> [WRITTEN REQUEST]: Print all the data, keeping every line exactly as it is.
═════ THE DATA
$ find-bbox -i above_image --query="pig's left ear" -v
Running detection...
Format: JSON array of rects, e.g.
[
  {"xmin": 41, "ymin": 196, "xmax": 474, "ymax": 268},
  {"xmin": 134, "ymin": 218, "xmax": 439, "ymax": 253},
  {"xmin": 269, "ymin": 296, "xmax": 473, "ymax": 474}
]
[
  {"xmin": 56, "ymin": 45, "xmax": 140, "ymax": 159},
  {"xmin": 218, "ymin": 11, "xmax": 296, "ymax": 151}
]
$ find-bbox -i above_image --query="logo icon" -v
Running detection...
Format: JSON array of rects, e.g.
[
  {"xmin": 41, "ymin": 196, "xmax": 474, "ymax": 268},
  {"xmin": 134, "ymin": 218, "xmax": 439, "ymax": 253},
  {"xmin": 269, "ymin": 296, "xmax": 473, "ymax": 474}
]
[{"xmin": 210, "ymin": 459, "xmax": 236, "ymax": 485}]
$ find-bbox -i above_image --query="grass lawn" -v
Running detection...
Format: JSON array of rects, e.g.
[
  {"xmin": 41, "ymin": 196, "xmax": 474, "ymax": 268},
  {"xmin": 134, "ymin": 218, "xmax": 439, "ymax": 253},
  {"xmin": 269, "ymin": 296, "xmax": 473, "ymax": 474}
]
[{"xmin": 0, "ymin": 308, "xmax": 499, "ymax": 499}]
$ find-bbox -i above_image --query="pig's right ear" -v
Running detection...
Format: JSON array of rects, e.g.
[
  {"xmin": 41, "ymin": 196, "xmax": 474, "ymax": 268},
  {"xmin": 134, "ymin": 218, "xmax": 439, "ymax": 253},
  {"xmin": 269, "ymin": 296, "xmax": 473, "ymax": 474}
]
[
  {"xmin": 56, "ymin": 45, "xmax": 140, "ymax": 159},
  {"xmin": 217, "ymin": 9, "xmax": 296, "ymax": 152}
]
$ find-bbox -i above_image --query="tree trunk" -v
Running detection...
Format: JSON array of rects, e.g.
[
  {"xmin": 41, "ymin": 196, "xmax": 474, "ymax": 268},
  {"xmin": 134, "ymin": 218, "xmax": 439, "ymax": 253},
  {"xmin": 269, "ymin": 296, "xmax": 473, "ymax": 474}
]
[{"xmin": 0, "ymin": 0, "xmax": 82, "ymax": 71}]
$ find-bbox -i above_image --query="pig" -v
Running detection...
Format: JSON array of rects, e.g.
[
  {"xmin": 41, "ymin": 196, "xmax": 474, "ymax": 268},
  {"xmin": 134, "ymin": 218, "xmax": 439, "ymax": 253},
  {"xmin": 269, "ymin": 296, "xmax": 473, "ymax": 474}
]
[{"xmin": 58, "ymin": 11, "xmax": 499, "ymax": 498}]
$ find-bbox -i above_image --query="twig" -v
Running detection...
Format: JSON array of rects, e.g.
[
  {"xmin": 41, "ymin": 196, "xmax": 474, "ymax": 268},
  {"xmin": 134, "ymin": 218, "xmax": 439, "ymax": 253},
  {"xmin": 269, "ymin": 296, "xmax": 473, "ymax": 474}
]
══════════
> [FULL ANSWER]:
$ find-bbox -i above_image --query="pig's left ear" -v
Running detection...
Format: JSON array of rects, e.g.
[
  {"xmin": 41, "ymin": 196, "xmax": 474, "ymax": 268},
  {"xmin": 134, "ymin": 218, "xmax": 439, "ymax": 253},
  {"xmin": 269, "ymin": 296, "xmax": 473, "ymax": 474}
]
[
  {"xmin": 56, "ymin": 45, "xmax": 140, "ymax": 159},
  {"xmin": 218, "ymin": 11, "xmax": 296, "ymax": 151}
]
$ find-bbox -i above_image --query="logo icon" -v
Running detection...
Format: JSON array of rects, e.g.
[
  {"xmin": 41, "ymin": 196, "xmax": 474, "ymax": 268},
  {"xmin": 134, "ymin": 218, "xmax": 439, "ymax": 253},
  {"xmin": 269, "ymin": 296, "xmax": 473, "ymax": 474}
]
[{"xmin": 210, "ymin": 459, "xmax": 236, "ymax": 485}]
$ find-bbox -i above_image --query="grass lawn" -v
Running detection...
Format: JSON array of rects, e.g.
[
  {"xmin": 41, "ymin": 196, "xmax": 474, "ymax": 268},
  {"xmin": 134, "ymin": 218, "xmax": 439, "ymax": 253},
  {"xmin": 269, "ymin": 296, "xmax": 473, "ymax": 474}
]
[{"xmin": 0, "ymin": 308, "xmax": 499, "ymax": 499}]
$ find-bbox -i above_image --query="pig's right ear" -v
Running detection...
Format: JSON array of rects, e.g.
[
  {"xmin": 41, "ymin": 196, "xmax": 474, "ymax": 268},
  {"xmin": 134, "ymin": 218, "xmax": 439, "ymax": 253},
  {"xmin": 269, "ymin": 296, "xmax": 473, "ymax": 474}
]
[
  {"xmin": 56, "ymin": 45, "xmax": 140, "ymax": 159},
  {"xmin": 217, "ymin": 9, "xmax": 296, "ymax": 152}
]
$ find-bbox -i above_image --query="tree trunk" -v
Running detection...
Format: JSON array of rects, e.g.
[
  {"xmin": 41, "ymin": 196, "xmax": 474, "ymax": 268},
  {"xmin": 134, "ymin": 218, "xmax": 439, "ymax": 253},
  {"xmin": 269, "ymin": 296, "xmax": 473, "ymax": 474}
]
[{"xmin": 0, "ymin": 0, "xmax": 82, "ymax": 71}]
$ find-bbox -i above_image --query="pig" -v
Running detection...
Format: JSON array of rects, e.g.
[
  {"xmin": 41, "ymin": 196, "xmax": 474, "ymax": 268},
  {"xmin": 134, "ymin": 218, "xmax": 439, "ymax": 253},
  {"xmin": 269, "ymin": 296, "xmax": 473, "ymax": 474}
]
[{"xmin": 58, "ymin": 11, "xmax": 499, "ymax": 498}]
$ find-bbox -i above_image --query="twig" -v
Running detection...
Format: JSON array of rects, e.g.
[
  {"xmin": 41, "ymin": 196, "xmax": 474, "ymax": 268},
  {"xmin": 134, "ymin": 218, "xmax": 439, "ymax": 253},
  {"xmin": 269, "ymin": 296, "xmax": 473, "ymax": 474}
]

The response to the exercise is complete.